— START TEXT EXCERPT —
# WSP SUPER SALE !



## Lin19687 (Jul 15, 2019)

*Just got the email !

MEGA SUMMER SALE*

Every summer we have a store wide sale and this year it's *July 17-19th*!!  Nearly everything will be 30% off with a few select items and bulk at 5-15% off. No coupons necessary.

Free Shipping on sale orders over $25, shipping to the lower 48 states!

We are pre-annoucing the sale so you have time to inventory your needs and make a list before the sale begins. Now is the time to fill up your "wish list" so you try new things!!


Also, looks like they will be making my Box issue correct too 
They definitely have gotten better in the last year !


----------



## Iseleigh (Jul 15, 2019)

Oh boy! Thanks for the heads up!


----------



## Soaperella (Jul 16, 2019)

I love WSP (a bit too much!) but I sure do wish we got a little more of a heads up when these huge sales were coming. I just spent all my money for the month, less rent and living expenses, at WSP last week. I tend to do this most months with the hope to start a small business one day, and it would be nice if I could take advantage of these sales. But they appear randomly and usually in the latter half of the month. I hold off on buying a lot of things because I’ve gotten burned so many times on sales that appear after I buy something. Their happy customer guarantee is a bit of a joke with a 24 hour window and all. I love them, I just wish they could show a little love to those of us who give em everything.


----------



## Lin19687 (Jul 16, 2019)

@Soaperella  don't feel bad it happens to me all the time


----------



## lsg (Jul 16, 2019)

Just remember that they usually add a handling fee.  Mine is usually  around $5.95


----------



## Soaperella (Jul 17, 2019)

Mine too. Makes ya a little crazy sometimes, but them I browse around other wholesalers for a bit and see the whopping shipping charges they all have, and I forgive WSP again  glad I’m not alone!
— END TEXT EXCERPT —
| TO DO |
#1 Reproduce the WSP sale thread word for word, starting with "I love WSP (a" and going on through "give em everything.".
#2 In the WSP sale thread, condense the paragraph that begins "I love WSP (a bit too much!)" into a short bulleted list that keeps its main points.
#3 Continue the WSP sale thread from the point where it ends.
— START DATASET ROWS —
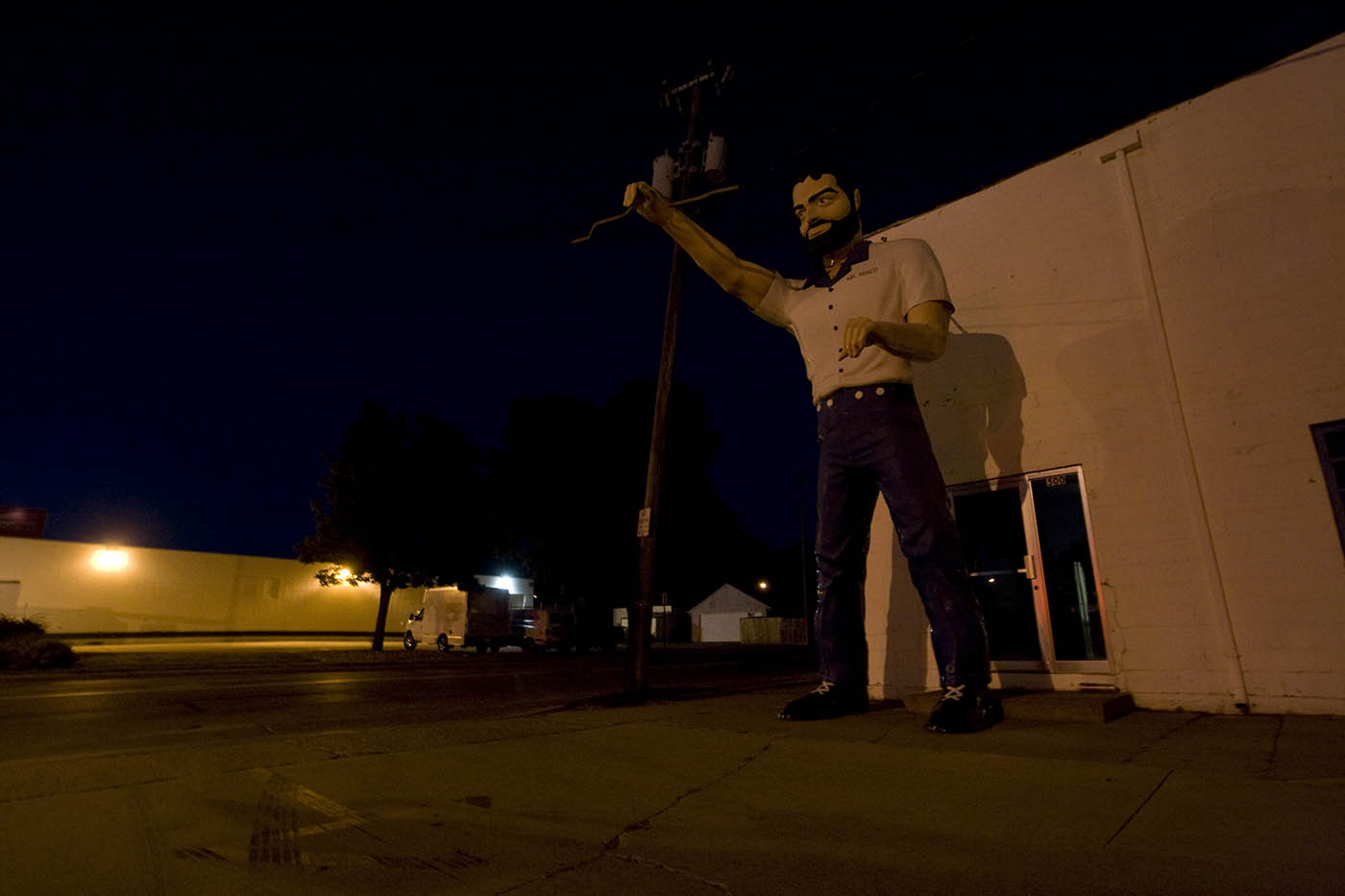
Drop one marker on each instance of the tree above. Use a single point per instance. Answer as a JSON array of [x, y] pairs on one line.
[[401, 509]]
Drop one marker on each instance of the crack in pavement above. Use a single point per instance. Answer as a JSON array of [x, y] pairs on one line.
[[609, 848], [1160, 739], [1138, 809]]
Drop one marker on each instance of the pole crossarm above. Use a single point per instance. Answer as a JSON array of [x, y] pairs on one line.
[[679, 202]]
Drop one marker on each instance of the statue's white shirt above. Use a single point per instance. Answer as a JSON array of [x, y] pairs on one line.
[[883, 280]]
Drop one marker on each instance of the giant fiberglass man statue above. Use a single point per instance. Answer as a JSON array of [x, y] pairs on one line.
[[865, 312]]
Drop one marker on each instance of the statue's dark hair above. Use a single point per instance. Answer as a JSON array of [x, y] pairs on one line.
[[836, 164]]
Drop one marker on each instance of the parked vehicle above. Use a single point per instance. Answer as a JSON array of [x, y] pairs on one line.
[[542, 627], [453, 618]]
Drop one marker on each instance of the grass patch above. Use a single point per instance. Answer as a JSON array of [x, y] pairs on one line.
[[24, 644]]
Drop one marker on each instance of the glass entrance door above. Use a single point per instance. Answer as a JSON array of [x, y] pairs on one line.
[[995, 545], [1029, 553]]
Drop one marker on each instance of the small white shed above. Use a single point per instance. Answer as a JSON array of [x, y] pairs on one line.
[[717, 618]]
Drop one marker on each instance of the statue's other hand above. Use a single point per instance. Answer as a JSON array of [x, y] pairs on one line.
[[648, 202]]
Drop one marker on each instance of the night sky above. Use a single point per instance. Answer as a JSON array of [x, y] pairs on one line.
— END DATASET ROWS —
| RESULTS OF THE EXERCISE |
#1
I love WSP (a bit too much!) but I sure do wish we got a little more of a heads up when these huge sales were coming. I just spent all my money for the month, less rent and living expenses, at WSP last week. I tend to do this most months with the hope to start a small business one day, and it would be nice if I could take advantage of these sales. But they appear randomly and usually in the latter half of the month. I hold off on buying a lot of things because I’ve gotten burned so many times on sales that appear after I buy something. Their happy customer guarantee is a bit of a joke with a 24 hour window and all. I love them, I just wish they could show a little love to those of us who give em everything.

#2
- The writer loves WSP but wishes its big sales were announced further in advance.
- Last week the writer spent the month's money, apart from rent and living expenses, at WSP.
- The writer buys like this most months, hoping to start a small business one day.
- The sales seem random and usually come in the second half of the month.
- After often losing out when a sale followed a purchase, the writer now delays buying many things.
- The writer calls the happy customer guarantee a bit of a joke because of its 24-hour window.
- The writer wants WSP to show some appreciation to its most loyal customers.

#3
----------



## lsg (Jul 17, 2019)

I encourage all of you to compare prices between Wholesale Supplies Plus and Soaper's Choice.  Even with the sale, on bulk purchase, 7lbs. and up, Soaper's Choice price list shows much lower prices.


----------



## Saponificarian (Jul 17, 2019)

Fragrance is all I buy from them though and they seem to have good prices on those now. But I think 10% is the actual discount they are offering because I remember they increased prices by 20% awhile ago over the USA-China tariff. Got to give it to Debbie though, she’s a smart business woman.

ETA: I still took advantage of the ‘10%’ . I am unashamedly a FOHO!


----------



## SoaperForLife (Jul 17, 2019)

No fragrance oils here but I did purchase a few other bulk items, 5 lbs. of magnesium hydroxide, 5 lbs. of SCI noodles and 18 lbs. of sodium hydroxide.  I think I have enough lye now to last me a couple of years...


----------



## lenarenee (Jul 19, 2019)

Ha - a head's up to give us time to take stock of our inventory.  Not for those of us who worked six days straight of 24 hours days.

It's after midnight and now July 19th. So is the sale over?  Their flyer doesn't explain.


----------



## Lin19687 (Jul 19, 2019)

It is from 17th to 19.  so the end of today


----------



## Katina Grimm (Aug 10, 2019)

Do I shop soaperschoice.com?


lsg said:


> I encourage all of you to compare prices between Wholesale Supplies Plus and Soaper's Choice.  Even with the sale, on bulk purchase, 7lbs. and up, Soaper's Choice price list shows much lower prices.


----------



## cmzaha (Aug 10, 2019)

Katina Grimm said:


> Do I shop soaperschoice.com?


Soapers Choice is just Oils, but yes they are the most cost-effective if you are looking to purchase oils.  if you do not have a local supplier. I am fortunate that I have a semi-local supplier. Just do your due diligence and compare apples to apples including shipping between WSP and Soapers Choice. Yes, WSP implemented a handling charge of $5.95 a few years ago after they tried upping their min for free shipping. Apparently, that failed so they went back to the $25 min and added the handling fee. I really hate WSP but there is a handful of fo's I have to buy from them.


----------



## lsg (Aug 10, 2019)

Soaper's Choice now has a section called "Cosmetic Ingredients."  This includes items such as Cocamidopropyl Betaine, Castor Hydro Powder, Propylene Glycol, etc.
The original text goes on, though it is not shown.